Work item — Copy the data below word for word, keeping every line exactly as it appears.

Entries supplied —
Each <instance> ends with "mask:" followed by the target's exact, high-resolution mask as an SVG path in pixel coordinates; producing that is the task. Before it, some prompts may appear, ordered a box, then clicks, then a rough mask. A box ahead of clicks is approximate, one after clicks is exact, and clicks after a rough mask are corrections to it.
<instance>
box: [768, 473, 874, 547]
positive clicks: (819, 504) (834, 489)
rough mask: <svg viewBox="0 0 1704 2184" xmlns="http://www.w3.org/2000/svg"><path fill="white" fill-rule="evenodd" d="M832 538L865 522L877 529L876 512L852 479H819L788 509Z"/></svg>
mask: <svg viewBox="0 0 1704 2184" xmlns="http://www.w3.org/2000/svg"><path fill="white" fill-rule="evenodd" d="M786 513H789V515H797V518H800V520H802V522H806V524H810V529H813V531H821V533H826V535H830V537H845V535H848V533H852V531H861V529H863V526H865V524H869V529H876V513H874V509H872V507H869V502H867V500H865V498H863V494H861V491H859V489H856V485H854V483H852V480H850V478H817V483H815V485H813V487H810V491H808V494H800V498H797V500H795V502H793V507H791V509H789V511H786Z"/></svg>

Answer —
Each <instance> ends with "mask:" followed by the target's exact, high-resolution mask as an SVG path in pixel coordinates; producing that is the task. Before it, some prompts may appear, ordered a box, then clicks, then a rough mask. A box ahead of clicks is approximate, one after clicks is exact, and clicks after a rough mask are corrections to it.
<instance>
box: [768, 473, 874, 547]
positive clicks: (819, 504) (834, 489)
rough mask: <svg viewBox="0 0 1704 2184" xmlns="http://www.w3.org/2000/svg"><path fill="white" fill-rule="evenodd" d="M832 538L865 522L877 529L876 512L852 479H819L788 509Z"/></svg>
mask: <svg viewBox="0 0 1704 2184" xmlns="http://www.w3.org/2000/svg"><path fill="white" fill-rule="evenodd" d="M786 513H789V515H797V518H800V520H802V522H806V524H810V529H813V531H821V533H826V535H830V537H845V535H848V533H852V531H861V529H863V526H865V524H869V529H876V513H874V509H872V507H869V502H867V500H865V498H863V494H861V491H859V489H856V485H854V483H852V480H850V478H817V483H815V485H813V487H810V491H808V494H800V498H797V500H795V502H793V507H791V509H789V511H786Z"/></svg>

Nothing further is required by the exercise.